**The problem:**
Starting at the line containing "Mark the white" and ending at the last line of the entries, write out every line again, shifting each coordinate in the answer points up by 46 and leaving all other text unchanged.

[Begin]

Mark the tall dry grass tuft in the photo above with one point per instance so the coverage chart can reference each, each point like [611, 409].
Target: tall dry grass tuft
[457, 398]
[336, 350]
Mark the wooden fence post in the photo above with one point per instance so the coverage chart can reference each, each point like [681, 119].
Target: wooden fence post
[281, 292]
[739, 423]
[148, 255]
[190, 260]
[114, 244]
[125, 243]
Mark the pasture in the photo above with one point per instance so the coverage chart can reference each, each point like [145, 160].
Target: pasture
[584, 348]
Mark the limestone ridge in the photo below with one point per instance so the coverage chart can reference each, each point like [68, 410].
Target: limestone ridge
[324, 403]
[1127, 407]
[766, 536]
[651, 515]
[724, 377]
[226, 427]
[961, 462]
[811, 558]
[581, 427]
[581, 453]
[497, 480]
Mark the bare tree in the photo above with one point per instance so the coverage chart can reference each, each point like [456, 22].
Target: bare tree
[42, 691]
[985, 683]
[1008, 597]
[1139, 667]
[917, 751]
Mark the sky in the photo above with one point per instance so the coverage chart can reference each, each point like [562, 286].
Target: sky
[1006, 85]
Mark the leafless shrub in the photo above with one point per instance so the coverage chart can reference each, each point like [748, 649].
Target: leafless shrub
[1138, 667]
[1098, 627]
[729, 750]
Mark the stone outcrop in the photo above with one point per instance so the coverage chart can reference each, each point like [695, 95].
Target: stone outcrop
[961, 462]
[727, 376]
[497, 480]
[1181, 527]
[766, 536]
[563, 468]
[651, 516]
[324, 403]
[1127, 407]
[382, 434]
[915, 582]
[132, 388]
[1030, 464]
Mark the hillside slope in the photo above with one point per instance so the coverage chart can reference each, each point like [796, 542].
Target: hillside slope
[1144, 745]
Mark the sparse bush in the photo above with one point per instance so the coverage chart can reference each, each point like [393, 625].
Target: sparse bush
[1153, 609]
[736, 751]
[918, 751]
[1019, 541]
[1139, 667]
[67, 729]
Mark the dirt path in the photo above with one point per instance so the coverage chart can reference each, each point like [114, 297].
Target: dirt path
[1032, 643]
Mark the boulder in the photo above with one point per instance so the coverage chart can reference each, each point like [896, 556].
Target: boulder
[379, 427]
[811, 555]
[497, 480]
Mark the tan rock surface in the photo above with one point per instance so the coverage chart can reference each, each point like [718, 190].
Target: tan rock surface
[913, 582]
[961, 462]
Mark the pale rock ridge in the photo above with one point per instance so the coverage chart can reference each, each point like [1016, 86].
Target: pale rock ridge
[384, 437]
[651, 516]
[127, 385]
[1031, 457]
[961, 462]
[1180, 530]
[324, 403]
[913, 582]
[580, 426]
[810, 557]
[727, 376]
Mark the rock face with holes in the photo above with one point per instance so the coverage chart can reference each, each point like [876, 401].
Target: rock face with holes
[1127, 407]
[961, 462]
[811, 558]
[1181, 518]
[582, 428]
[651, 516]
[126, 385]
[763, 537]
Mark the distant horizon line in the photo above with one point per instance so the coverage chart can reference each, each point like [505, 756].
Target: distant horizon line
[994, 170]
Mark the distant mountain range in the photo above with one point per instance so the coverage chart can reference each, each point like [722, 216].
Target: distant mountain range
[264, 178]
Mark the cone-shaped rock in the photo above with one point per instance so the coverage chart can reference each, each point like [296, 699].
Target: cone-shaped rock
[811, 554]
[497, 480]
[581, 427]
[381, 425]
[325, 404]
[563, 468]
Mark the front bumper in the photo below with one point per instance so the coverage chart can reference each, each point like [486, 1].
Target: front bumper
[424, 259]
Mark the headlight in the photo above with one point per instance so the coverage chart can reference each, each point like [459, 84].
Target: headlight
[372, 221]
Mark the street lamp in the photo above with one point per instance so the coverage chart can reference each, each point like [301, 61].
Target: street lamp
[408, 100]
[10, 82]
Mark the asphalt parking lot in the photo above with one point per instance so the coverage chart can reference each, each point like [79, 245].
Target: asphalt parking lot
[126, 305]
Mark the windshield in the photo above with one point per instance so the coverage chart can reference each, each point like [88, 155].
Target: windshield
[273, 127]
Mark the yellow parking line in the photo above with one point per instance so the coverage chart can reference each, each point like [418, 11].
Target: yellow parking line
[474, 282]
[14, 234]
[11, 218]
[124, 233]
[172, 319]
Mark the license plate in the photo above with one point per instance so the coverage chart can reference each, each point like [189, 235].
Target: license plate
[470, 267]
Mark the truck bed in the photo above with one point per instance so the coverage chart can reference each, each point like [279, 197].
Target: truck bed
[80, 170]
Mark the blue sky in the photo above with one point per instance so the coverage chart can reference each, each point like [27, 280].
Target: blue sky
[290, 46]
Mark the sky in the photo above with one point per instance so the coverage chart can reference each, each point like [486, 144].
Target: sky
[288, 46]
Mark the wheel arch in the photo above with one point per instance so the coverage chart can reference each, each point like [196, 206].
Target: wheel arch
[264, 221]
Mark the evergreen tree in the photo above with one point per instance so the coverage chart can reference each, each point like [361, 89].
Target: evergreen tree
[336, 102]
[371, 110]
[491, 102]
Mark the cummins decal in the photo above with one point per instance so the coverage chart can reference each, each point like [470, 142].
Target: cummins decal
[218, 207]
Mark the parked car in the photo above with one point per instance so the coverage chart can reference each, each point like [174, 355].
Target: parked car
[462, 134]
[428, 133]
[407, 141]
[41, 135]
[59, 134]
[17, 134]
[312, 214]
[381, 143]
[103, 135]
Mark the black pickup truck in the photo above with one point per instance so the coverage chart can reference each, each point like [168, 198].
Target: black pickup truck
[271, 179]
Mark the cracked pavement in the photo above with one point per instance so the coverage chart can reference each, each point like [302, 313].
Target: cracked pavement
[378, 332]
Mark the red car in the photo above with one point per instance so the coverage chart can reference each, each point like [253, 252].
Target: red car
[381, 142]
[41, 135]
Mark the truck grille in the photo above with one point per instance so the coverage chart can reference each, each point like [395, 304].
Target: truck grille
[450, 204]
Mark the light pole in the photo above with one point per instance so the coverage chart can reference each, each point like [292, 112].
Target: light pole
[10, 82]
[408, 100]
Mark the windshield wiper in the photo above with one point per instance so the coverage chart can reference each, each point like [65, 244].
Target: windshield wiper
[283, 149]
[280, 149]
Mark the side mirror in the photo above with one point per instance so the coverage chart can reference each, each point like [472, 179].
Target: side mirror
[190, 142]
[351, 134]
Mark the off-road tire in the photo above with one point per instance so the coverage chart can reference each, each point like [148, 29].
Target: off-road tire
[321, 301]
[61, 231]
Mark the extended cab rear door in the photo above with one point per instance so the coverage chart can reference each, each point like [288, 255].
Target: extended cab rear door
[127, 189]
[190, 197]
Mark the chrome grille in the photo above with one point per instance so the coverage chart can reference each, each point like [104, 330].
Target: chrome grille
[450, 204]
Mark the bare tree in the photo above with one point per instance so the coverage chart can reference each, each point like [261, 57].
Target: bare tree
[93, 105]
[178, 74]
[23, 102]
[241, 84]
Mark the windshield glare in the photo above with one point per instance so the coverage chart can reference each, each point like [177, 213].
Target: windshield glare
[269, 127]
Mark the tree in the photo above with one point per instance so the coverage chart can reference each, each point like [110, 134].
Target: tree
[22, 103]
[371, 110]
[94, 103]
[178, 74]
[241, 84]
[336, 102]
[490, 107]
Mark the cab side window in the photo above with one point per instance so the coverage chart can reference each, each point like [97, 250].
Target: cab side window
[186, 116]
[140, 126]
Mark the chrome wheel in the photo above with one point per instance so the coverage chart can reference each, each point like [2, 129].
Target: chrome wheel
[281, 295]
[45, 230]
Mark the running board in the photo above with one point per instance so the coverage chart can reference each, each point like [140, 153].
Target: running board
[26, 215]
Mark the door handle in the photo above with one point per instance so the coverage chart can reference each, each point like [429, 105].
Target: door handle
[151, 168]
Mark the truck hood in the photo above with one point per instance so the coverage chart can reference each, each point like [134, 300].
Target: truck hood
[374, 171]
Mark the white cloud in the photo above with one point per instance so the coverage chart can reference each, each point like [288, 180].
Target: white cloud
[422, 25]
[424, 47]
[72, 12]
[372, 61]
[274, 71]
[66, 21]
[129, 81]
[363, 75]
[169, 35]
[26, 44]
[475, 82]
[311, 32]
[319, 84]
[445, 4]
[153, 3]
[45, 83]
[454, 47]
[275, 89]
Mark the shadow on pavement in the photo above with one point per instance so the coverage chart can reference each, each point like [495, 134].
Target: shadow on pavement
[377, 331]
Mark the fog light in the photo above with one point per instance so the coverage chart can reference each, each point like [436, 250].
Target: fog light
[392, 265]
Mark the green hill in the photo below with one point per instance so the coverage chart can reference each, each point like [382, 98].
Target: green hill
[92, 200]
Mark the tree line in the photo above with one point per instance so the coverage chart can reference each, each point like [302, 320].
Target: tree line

[End]

**Output for this task:**
Mark the white cloud in the photo above with one point per instance so the coverage chart can reference each, each point like [288, 180].
Target: white cloud
[468, 71]
[470, 93]
[118, 58]
[418, 107]
[320, 117]
[112, 67]
[175, 127]
[409, 121]
[215, 81]
[72, 90]
[521, 128]
[357, 78]
[365, 130]
[491, 50]
[199, 49]
[91, 129]
[500, 93]
[321, 135]
Mark the shadow on pavement in the photo above with one point per instance so the coverage chart can reference each, each point like [495, 134].
Target: shadow on pavement
[423, 377]
Mark the fog light in the photo above with one point per instance so the coverage chart can reference each, each point like [436, 250].
Target: fog light
[438, 311]
Mark the green hill in the photo below with one point per instance so the coverage chart can reference each, each point like [382, 98].
Target: green hill
[138, 246]
Mark the tree line in the photo above with one point per instance so the coverage chart can reference each, each point like [302, 320].
Target: tree line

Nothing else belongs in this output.